Overview of Multiple Sclerosis
Multiple sclerosis (MS) is an autoimmune disorder in which the body's immune system attacks and eventually destroys myelin, the fatty substance that surrounds and protects nerve fibers in the brain and spinal cord (central nervous system). The inflammatory process that destroys myelin is called demyelinization. Scarring (sclerosis) develops at sites where myelin is destroyed. The disease is characterized by recurrent attacks that are followed by periods of partial or complete recovery.
The age of onset for MS is typically between 28 and 35, but people can be affected at any age. It is more common in women than men. The effects of MS range from minor physical annoyances to major disabilities. About 25 percent of MS patients become wheelchair-bound and more than 70 percent eventually have limited capacity. However, people with multiple sclerosis usually have a normal life span. Several agents, including immune system disorders and genetic and environmental factors, are suspected contributory causes of multiple sclerosis, but there is no scientific consensus about what causes the disorder.

· · · · ·

### Exercise tasks
(a) From the overview of multiple sclerosis, list every agent named as a suspected contributory cause of the disorder.
(b) Carry on the overview of multiple sclerosis from the point where it stops.

### Stored data
· · · · ·

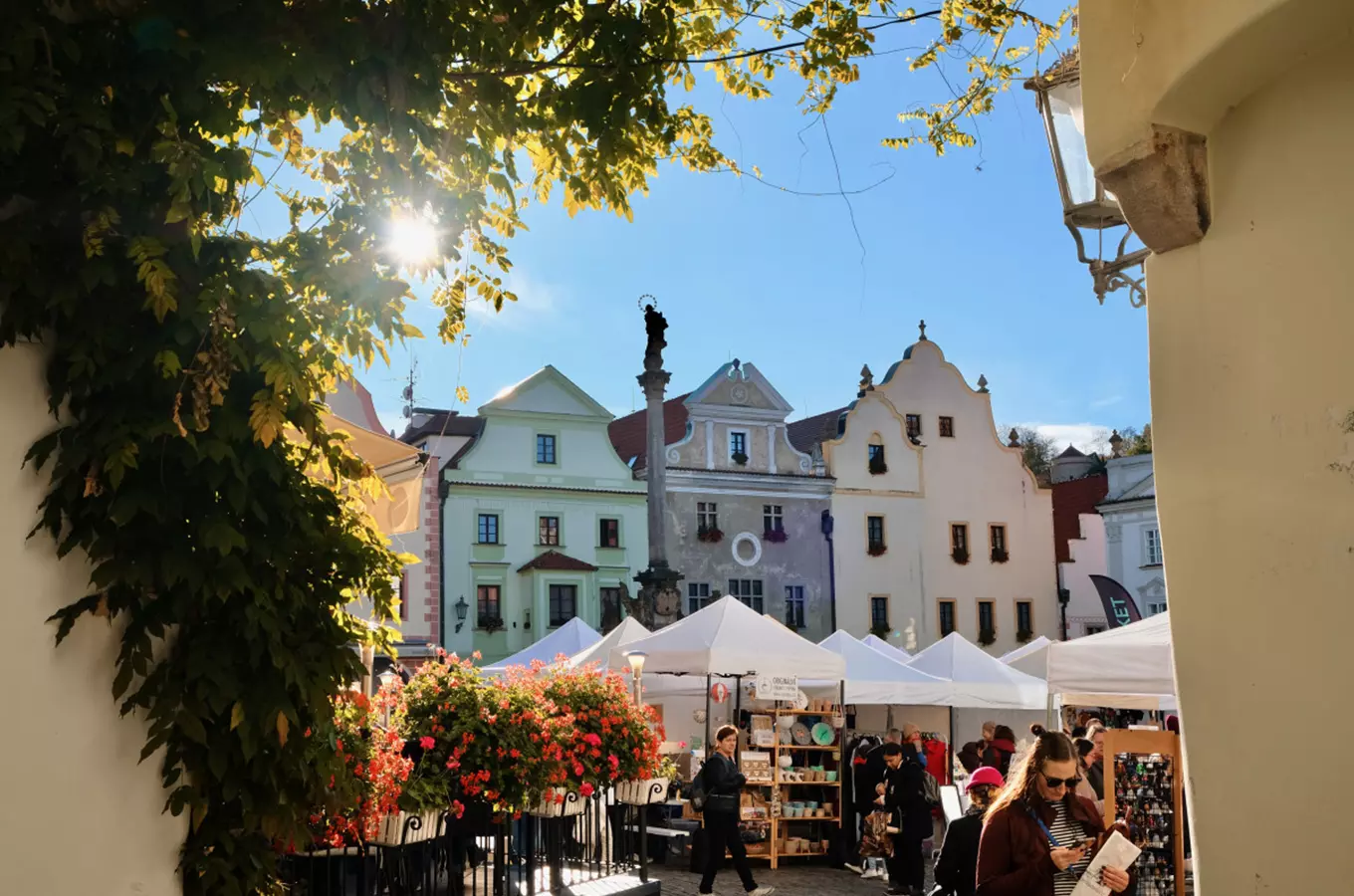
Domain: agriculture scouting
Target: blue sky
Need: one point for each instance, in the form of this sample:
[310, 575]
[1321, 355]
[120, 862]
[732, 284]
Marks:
[971, 241]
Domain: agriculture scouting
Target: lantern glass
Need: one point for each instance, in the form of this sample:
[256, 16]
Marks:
[1067, 126]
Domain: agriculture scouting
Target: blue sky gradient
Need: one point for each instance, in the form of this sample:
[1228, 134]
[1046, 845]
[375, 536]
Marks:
[811, 287]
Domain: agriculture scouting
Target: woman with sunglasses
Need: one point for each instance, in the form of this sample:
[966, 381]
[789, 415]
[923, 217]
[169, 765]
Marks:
[1038, 835]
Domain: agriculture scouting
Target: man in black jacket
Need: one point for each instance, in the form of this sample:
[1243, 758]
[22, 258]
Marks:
[903, 794]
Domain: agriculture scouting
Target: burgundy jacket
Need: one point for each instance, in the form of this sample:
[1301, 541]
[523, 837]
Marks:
[1013, 855]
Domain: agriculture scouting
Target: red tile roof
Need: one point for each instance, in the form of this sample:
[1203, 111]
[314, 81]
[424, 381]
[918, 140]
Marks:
[557, 561]
[809, 432]
[630, 433]
[1071, 500]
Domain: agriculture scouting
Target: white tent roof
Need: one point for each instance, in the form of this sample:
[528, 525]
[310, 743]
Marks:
[886, 648]
[628, 631]
[730, 639]
[1134, 659]
[567, 639]
[875, 678]
[978, 678]
[1032, 658]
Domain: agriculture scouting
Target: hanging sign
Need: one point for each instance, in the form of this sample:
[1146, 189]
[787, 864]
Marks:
[778, 688]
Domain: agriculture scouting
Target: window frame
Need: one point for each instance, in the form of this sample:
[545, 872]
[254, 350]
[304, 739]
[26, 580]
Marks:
[952, 605]
[554, 450]
[556, 621]
[601, 604]
[541, 531]
[481, 528]
[755, 598]
[883, 531]
[992, 614]
[795, 604]
[698, 591]
[1153, 546]
[745, 436]
[875, 602]
[482, 606]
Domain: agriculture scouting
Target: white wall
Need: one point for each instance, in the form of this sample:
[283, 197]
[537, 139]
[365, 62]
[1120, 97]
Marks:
[82, 815]
[969, 478]
[1083, 605]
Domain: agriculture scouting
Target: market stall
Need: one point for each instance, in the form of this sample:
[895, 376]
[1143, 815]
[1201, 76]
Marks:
[1128, 667]
[790, 805]
[566, 640]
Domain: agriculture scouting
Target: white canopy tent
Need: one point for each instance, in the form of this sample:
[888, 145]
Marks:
[1129, 667]
[886, 648]
[732, 639]
[875, 678]
[1032, 658]
[979, 680]
[568, 639]
[630, 629]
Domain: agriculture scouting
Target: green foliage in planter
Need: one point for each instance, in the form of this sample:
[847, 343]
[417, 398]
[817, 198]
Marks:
[183, 346]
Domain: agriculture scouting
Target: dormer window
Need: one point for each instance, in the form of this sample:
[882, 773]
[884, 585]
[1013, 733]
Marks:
[876, 459]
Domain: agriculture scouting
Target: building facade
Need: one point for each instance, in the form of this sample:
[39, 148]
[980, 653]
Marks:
[939, 526]
[541, 520]
[745, 508]
[1079, 486]
[1132, 534]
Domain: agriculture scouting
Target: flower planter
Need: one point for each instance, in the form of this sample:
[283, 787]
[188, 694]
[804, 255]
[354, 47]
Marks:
[560, 802]
[646, 791]
[402, 828]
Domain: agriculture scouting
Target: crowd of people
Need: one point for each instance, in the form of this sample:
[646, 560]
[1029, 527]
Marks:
[1032, 827]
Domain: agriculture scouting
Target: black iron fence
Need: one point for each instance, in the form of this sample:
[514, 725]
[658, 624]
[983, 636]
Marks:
[480, 854]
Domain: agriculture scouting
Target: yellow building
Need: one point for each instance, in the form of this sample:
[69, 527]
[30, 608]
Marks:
[1226, 130]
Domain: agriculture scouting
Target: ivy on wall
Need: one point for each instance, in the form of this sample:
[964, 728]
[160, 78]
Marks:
[187, 354]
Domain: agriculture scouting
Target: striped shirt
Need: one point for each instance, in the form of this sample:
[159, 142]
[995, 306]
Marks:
[1068, 832]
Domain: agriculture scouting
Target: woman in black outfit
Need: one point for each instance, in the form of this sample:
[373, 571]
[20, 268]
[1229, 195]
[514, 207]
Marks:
[723, 783]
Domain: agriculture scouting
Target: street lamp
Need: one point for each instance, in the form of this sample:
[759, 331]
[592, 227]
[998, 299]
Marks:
[1086, 204]
[636, 665]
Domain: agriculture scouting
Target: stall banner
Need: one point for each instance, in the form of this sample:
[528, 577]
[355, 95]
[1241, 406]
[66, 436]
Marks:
[1120, 608]
[778, 688]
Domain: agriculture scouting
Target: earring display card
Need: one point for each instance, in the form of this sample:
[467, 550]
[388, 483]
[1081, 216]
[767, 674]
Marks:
[1144, 800]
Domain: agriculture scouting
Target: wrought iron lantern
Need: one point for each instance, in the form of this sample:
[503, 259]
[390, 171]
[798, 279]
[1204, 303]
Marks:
[1090, 213]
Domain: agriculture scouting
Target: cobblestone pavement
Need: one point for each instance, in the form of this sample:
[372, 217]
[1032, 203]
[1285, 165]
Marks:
[790, 879]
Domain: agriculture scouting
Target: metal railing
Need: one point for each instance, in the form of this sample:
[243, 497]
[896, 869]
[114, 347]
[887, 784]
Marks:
[481, 855]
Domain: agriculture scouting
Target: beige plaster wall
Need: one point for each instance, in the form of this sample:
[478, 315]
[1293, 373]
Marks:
[80, 815]
[1249, 360]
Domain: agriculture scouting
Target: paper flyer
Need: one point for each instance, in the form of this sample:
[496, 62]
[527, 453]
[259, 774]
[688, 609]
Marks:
[1119, 851]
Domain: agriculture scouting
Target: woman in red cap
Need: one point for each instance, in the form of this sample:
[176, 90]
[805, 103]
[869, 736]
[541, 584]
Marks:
[956, 869]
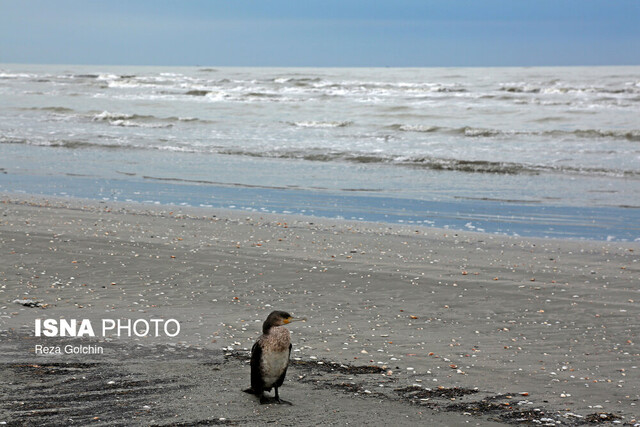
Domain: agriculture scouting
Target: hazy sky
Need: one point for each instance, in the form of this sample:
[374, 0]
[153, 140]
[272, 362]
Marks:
[321, 32]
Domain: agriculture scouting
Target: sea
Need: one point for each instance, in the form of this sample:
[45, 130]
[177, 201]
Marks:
[540, 152]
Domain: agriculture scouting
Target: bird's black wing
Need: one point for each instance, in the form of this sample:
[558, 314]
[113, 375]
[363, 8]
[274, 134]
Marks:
[284, 373]
[256, 375]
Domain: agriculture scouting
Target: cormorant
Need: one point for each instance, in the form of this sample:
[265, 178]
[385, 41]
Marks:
[270, 356]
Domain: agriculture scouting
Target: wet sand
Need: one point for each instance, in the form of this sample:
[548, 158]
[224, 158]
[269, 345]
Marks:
[457, 328]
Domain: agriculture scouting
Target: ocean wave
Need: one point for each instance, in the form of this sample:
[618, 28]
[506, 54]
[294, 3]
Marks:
[470, 131]
[319, 155]
[559, 89]
[321, 124]
[433, 163]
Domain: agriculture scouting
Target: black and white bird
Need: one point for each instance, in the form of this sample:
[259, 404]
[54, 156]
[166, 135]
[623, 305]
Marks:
[270, 356]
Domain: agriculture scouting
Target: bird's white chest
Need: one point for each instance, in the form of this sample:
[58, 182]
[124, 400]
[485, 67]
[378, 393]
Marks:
[273, 364]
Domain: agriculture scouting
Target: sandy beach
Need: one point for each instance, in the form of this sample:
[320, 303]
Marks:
[406, 325]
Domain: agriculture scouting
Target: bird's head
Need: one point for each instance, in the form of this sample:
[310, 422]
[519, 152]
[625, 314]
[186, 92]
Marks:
[279, 318]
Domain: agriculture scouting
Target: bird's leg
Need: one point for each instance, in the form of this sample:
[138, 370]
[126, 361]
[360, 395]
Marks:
[264, 399]
[278, 398]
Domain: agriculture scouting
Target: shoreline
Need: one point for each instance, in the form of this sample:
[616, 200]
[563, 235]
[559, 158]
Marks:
[555, 319]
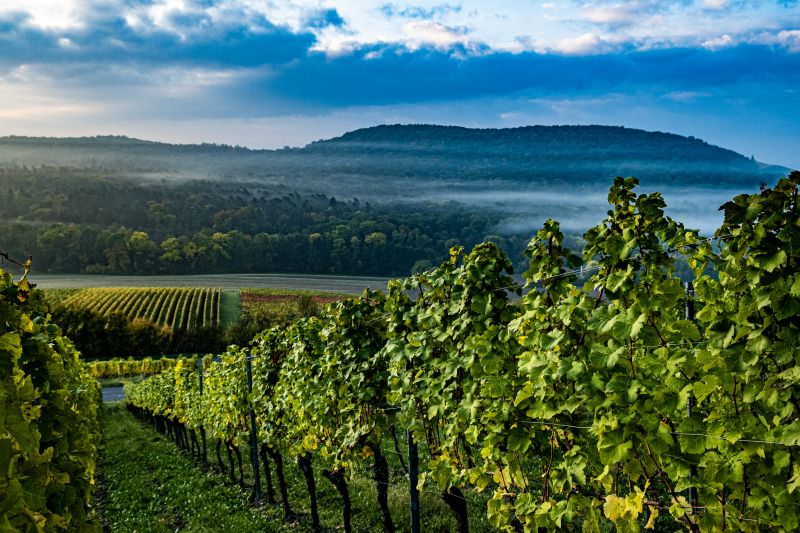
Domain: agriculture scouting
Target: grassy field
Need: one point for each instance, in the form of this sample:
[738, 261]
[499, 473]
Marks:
[149, 485]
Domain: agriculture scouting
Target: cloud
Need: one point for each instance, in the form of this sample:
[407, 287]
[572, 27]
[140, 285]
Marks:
[324, 18]
[790, 39]
[588, 43]
[715, 4]
[723, 41]
[421, 33]
[419, 12]
[619, 14]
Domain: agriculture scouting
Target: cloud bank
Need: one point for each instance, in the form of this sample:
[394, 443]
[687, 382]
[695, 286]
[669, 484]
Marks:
[248, 63]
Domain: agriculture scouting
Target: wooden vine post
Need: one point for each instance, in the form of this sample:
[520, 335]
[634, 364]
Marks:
[253, 431]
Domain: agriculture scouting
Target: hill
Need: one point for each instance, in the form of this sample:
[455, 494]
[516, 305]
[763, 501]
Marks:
[372, 158]
[375, 201]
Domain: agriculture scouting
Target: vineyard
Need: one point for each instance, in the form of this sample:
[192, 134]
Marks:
[123, 368]
[49, 428]
[630, 401]
[181, 309]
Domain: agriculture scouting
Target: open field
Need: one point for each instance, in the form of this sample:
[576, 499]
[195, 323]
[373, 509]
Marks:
[346, 284]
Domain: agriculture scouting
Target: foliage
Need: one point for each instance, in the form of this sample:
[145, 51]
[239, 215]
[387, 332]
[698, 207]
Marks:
[117, 368]
[579, 406]
[49, 429]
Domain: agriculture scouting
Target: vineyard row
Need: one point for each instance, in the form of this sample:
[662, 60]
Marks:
[625, 400]
[181, 309]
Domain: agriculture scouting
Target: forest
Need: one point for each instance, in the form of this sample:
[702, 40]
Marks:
[76, 221]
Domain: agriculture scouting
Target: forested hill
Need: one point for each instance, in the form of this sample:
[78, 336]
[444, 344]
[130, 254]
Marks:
[376, 201]
[377, 156]
[574, 154]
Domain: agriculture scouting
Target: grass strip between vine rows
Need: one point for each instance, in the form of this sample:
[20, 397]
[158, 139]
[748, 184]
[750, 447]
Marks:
[149, 485]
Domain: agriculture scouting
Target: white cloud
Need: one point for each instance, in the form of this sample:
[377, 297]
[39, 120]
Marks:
[790, 39]
[588, 43]
[717, 43]
[420, 33]
[715, 4]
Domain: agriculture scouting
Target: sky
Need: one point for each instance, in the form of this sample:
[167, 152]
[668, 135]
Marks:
[273, 73]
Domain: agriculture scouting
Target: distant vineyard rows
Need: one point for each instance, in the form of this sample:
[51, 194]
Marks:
[180, 309]
[627, 401]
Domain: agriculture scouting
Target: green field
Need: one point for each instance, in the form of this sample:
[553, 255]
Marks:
[302, 282]
[149, 485]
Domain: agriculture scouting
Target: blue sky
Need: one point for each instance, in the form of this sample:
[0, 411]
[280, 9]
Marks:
[267, 73]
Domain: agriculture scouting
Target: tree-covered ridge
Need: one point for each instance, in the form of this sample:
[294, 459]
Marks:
[84, 221]
[539, 154]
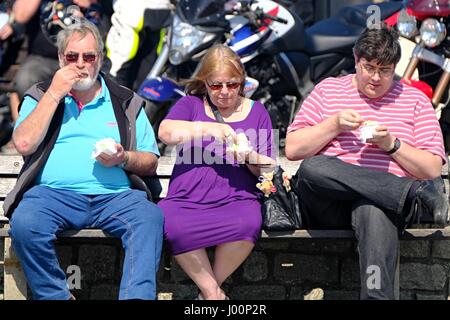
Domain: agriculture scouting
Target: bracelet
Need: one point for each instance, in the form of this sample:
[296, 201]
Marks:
[52, 96]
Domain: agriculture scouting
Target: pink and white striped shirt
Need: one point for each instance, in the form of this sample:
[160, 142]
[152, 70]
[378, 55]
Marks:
[406, 111]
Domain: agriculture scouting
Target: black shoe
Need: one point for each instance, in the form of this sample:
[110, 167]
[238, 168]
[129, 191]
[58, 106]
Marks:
[434, 202]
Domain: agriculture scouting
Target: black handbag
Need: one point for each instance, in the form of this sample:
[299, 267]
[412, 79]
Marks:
[281, 208]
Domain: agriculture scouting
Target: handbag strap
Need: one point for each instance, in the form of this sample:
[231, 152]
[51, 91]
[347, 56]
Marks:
[214, 109]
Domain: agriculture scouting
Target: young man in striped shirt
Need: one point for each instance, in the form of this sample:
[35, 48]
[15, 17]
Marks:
[380, 185]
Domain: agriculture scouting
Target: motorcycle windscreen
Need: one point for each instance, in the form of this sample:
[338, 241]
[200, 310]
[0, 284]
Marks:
[206, 13]
[160, 89]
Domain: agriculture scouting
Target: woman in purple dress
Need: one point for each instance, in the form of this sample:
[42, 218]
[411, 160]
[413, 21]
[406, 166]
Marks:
[212, 196]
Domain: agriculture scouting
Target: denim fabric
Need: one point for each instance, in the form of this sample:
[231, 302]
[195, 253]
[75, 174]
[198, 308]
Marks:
[338, 195]
[45, 212]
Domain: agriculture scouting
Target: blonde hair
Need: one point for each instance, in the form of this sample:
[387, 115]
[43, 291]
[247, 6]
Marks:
[219, 58]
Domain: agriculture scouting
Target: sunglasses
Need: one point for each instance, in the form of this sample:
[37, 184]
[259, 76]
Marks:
[219, 86]
[88, 57]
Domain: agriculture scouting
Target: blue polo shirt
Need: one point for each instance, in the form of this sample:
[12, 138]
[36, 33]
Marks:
[70, 165]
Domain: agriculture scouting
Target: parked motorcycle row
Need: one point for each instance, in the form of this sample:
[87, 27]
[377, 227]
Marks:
[284, 59]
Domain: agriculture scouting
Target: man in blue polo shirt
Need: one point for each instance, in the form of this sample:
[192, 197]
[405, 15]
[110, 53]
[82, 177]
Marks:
[62, 185]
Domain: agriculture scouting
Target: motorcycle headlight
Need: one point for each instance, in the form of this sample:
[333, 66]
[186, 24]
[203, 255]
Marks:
[432, 32]
[407, 25]
[184, 39]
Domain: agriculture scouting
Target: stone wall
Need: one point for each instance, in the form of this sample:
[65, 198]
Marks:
[277, 269]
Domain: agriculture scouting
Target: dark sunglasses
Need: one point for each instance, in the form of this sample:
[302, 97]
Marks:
[219, 86]
[88, 57]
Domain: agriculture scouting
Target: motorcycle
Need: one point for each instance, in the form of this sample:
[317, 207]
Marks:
[283, 60]
[425, 23]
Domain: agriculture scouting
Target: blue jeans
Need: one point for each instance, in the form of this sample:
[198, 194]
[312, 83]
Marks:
[44, 212]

· · · · ·

### Responses
(a) Immune system disorders, genetic factors, environmental factors

(b)
Demyelinization impairs the transmission of signals from the brain to the muscles and organs of the body, causing the following physical symptoms:
- Abnormal sensations such as "pins and needles"
- Bladder and bowel dysfunction
- Difficulty walking
- Vision loss
Depression is common in people with MS and may be a direct, physiological result of demyelinization or a psychological response to chronic illness and physical disability.
Initial attacks may be brief and are sometimes mild enough to go unrecognized. Because myelin can heal itself in the disease's initial phases, symptoms may come and go. For many patients, multiple sclerosis results in a chronic, recurrent, symptom pattern at first. Generally, the first full-fledged bout lasts weeks or months and subsequent attacks are sporadic.
Diagnosis of multiple sclerosis is based on symptoms and the results of imaging procedures, such as MRI (magnetic resonance imaging), that reveal plaques.
Treatment for MS includes drugs, such as corticosteroids, to curtail attacks and reduce inflammation, as well as immune therapies and medical treatments for specific symptoms as they arise. MS patients usually are advised to adopt an appropriate exercise program in order to maintain as much strength, coordination, and flexibility as possible.